*What to work on*.
The word "Identify" occurs in some of the lines below; copy each of those lines.

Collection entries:
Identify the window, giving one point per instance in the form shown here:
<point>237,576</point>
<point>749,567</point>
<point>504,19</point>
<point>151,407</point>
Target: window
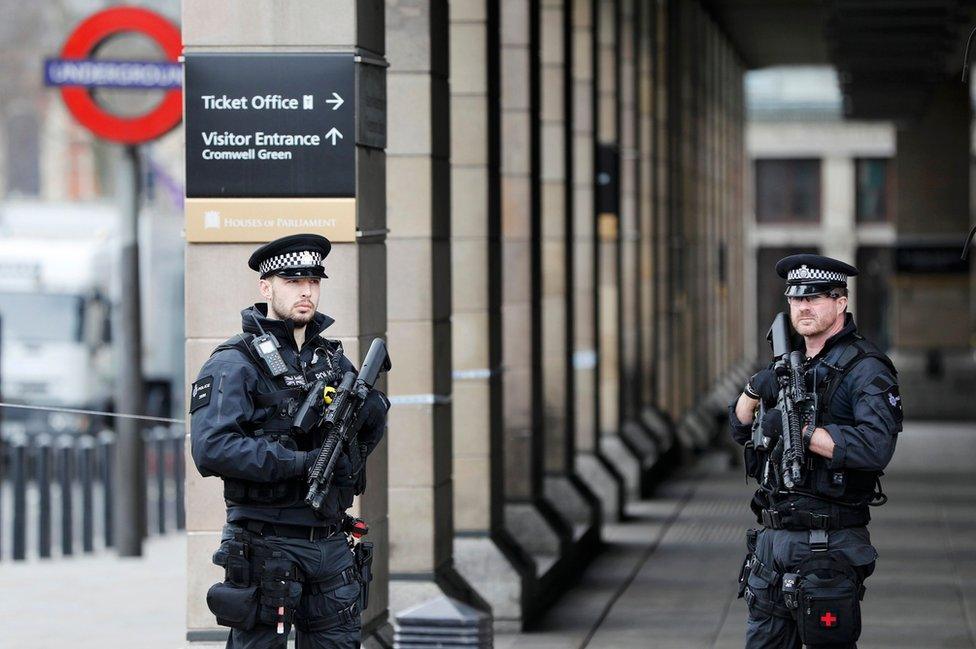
<point>873,190</point>
<point>788,191</point>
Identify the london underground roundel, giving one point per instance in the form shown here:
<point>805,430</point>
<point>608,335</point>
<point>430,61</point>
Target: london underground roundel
<point>77,72</point>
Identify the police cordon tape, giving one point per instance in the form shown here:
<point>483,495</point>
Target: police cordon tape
<point>78,411</point>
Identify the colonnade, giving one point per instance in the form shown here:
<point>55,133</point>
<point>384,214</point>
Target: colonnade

*Solution for this task*.
Identify the window, giving one point per instance in the form shown here:
Identify the london underground roundel, giving one point per instance in the form shown here:
Identify the police cordon tape, giving one point per instance in the form shown here:
Identify the colonnade, giving one point per instance in the form shown here:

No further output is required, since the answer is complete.